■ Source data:
•••••

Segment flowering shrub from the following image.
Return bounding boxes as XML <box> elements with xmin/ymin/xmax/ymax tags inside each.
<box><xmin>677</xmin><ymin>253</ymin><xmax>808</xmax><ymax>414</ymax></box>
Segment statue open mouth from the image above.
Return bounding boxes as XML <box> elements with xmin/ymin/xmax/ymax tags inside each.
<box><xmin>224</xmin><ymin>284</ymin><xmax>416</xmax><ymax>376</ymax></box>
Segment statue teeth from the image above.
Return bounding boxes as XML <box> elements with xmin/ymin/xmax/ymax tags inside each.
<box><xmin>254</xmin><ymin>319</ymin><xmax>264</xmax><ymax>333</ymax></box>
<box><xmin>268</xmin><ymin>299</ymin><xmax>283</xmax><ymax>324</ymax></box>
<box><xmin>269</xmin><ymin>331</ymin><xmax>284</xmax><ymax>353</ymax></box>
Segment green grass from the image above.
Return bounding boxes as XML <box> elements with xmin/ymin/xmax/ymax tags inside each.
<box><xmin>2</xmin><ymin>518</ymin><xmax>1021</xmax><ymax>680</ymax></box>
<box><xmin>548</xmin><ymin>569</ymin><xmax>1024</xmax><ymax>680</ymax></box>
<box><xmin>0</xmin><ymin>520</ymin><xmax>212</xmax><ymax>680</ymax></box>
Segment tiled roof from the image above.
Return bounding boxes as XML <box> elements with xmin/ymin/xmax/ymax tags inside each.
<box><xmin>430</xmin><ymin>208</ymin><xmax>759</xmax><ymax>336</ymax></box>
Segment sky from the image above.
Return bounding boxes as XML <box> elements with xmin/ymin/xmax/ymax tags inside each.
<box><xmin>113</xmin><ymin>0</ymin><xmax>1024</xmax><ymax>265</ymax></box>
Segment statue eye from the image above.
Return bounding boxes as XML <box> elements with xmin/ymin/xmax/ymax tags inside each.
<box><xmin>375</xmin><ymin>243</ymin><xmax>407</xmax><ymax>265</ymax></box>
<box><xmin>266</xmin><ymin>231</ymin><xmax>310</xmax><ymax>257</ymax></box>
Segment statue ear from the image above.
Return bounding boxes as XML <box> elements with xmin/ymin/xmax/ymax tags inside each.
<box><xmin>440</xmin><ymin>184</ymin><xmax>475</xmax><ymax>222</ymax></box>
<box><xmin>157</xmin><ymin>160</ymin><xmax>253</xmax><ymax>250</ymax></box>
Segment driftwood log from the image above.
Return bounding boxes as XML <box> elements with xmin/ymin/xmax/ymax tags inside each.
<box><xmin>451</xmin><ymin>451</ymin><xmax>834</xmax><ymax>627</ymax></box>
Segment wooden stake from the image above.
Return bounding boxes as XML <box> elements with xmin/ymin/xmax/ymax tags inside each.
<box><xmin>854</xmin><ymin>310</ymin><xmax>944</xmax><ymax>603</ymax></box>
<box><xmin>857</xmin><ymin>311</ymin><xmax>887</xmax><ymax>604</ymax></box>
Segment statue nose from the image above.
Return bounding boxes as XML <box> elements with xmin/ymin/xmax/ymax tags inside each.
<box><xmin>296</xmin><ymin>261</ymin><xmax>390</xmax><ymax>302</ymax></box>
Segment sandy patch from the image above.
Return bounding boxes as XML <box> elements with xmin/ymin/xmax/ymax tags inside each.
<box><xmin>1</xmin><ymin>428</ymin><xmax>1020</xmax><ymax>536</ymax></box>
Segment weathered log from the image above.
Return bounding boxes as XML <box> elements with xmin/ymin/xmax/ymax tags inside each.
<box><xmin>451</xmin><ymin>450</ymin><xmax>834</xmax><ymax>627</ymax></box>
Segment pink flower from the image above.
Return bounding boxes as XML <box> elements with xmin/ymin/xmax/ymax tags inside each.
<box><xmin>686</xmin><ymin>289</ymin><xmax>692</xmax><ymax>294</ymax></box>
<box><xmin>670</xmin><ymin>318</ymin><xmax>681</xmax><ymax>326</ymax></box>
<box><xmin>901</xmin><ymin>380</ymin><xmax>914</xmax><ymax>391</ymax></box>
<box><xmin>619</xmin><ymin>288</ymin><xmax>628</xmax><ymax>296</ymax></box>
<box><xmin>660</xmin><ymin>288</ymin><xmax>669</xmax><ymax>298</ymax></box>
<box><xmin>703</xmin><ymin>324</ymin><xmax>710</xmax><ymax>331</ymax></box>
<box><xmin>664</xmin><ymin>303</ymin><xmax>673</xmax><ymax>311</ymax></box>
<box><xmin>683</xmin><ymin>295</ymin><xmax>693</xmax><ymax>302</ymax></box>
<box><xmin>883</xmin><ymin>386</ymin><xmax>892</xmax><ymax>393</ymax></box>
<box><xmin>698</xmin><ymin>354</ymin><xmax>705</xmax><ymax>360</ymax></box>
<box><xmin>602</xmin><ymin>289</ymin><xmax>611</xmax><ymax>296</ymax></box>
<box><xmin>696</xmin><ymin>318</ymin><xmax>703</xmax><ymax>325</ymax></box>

•••••

■ YOUR OBJECTIVE: In full and without deviation, reproduce the entries above.

■ WRITTEN SOLUTION:
Segment flowering shrub from the following image.
Return bounding boxes as XML <box> elements with xmin/ymin/xmax/ymax tags inside each.
<box><xmin>677</xmin><ymin>253</ymin><xmax>808</xmax><ymax>414</ymax></box>
Segment statue open mouth from the image above.
Return bounding boxes as XML <box> elements with xmin/ymin/xmax/ymax tags inside each.
<box><xmin>224</xmin><ymin>284</ymin><xmax>416</xmax><ymax>376</ymax></box>
Segment statue teeth from the image above.
Return bounding boxes as XML <box> elements with xmin/ymin/xmax/ymax tags inside each.
<box><xmin>254</xmin><ymin>319</ymin><xmax>264</xmax><ymax>333</ymax></box>
<box><xmin>268</xmin><ymin>299</ymin><xmax>283</xmax><ymax>324</ymax></box>
<box><xmin>269</xmin><ymin>331</ymin><xmax>284</xmax><ymax>353</ymax></box>
Segment green grass from the image above.
Return bounding boxes as XML <box> elements with xmin/ymin/xmax/ymax tags inside each.
<box><xmin>2</xmin><ymin>518</ymin><xmax>1021</xmax><ymax>680</ymax></box>
<box><xmin>548</xmin><ymin>569</ymin><xmax>1024</xmax><ymax>680</ymax></box>
<box><xmin>0</xmin><ymin>520</ymin><xmax>212</xmax><ymax>680</ymax></box>
Segment tiled roof from the image above.
Return bounding boxes as XML <box> elements with xmin/ymin/xmax/ymax tags inside each.
<box><xmin>430</xmin><ymin>208</ymin><xmax>759</xmax><ymax>336</ymax></box>
Segment sky from the image above.
Return bounding boxes as XML <box> elements with xmin/ymin/xmax/ymax tags inside each.
<box><xmin>113</xmin><ymin>0</ymin><xmax>1024</xmax><ymax>265</ymax></box>
Segment statue eye from the image above.
Return bounding boxes as XML <box> elements with xmin/ymin/xmax/ymax tags inside each.
<box><xmin>375</xmin><ymin>243</ymin><xmax>407</xmax><ymax>265</ymax></box>
<box><xmin>266</xmin><ymin>231</ymin><xmax>310</xmax><ymax>257</ymax></box>
Segment statue ear from the image above.
Return bounding boxes as XML <box> elements with xmin/ymin/xmax/ymax tags inside each.
<box><xmin>440</xmin><ymin>184</ymin><xmax>475</xmax><ymax>222</ymax></box>
<box><xmin>157</xmin><ymin>160</ymin><xmax>253</xmax><ymax>250</ymax></box>
Segment driftwood log from the image above.
Return bounding boxes as XML <box> elements with xmin/ymin/xmax/ymax tags inside each.
<box><xmin>451</xmin><ymin>451</ymin><xmax>834</xmax><ymax>627</ymax></box>
Segment wooden stake from the image above.
Return bounding boxes as XML <box> elements with xmin/ymin/xmax/ymax tags inside each.
<box><xmin>854</xmin><ymin>310</ymin><xmax>944</xmax><ymax>603</ymax></box>
<box><xmin>857</xmin><ymin>311</ymin><xmax>887</xmax><ymax>604</ymax></box>
Segment statue nose from the image above.
Return bounding boxes as XML <box> elements with xmin/ymin/xmax/ymax tags inside each.
<box><xmin>296</xmin><ymin>261</ymin><xmax>390</xmax><ymax>302</ymax></box>
Segment sandy patch from the image above.
Return bounding boxes as XML <box> elements with xmin/ymin/xmax/ymax tags inside each.
<box><xmin>1</xmin><ymin>428</ymin><xmax>1020</xmax><ymax>536</ymax></box>
Segment weathered log from the image above.
Return bounding boxes as XML <box> elements with xmin/ymin/xmax/ymax tags inside each.
<box><xmin>451</xmin><ymin>450</ymin><xmax>834</xmax><ymax>627</ymax></box>
Segment pink flower from the image above.
Return bounding boxes as XML <box> elements with xmin/ymin/xmax/ymax tags inside each.
<box><xmin>686</xmin><ymin>289</ymin><xmax>692</xmax><ymax>294</ymax></box>
<box><xmin>670</xmin><ymin>318</ymin><xmax>681</xmax><ymax>326</ymax></box>
<box><xmin>901</xmin><ymin>380</ymin><xmax>914</xmax><ymax>391</ymax></box>
<box><xmin>619</xmin><ymin>288</ymin><xmax>628</xmax><ymax>296</ymax></box>
<box><xmin>660</xmin><ymin>288</ymin><xmax>669</xmax><ymax>298</ymax></box>
<box><xmin>703</xmin><ymin>324</ymin><xmax>710</xmax><ymax>331</ymax></box>
<box><xmin>664</xmin><ymin>303</ymin><xmax>673</xmax><ymax>311</ymax></box>
<box><xmin>683</xmin><ymin>295</ymin><xmax>693</xmax><ymax>302</ymax></box>
<box><xmin>883</xmin><ymin>386</ymin><xmax>892</xmax><ymax>393</ymax></box>
<box><xmin>698</xmin><ymin>354</ymin><xmax>705</xmax><ymax>360</ymax></box>
<box><xmin>602</xmin><ymin>289</ymin><xmax>611</xmax><ymax>296</ymax></box>
<box><xmin>696</xmin><ymin>318</ymin><xmax>703</xmax><ymax>325</ymax></box>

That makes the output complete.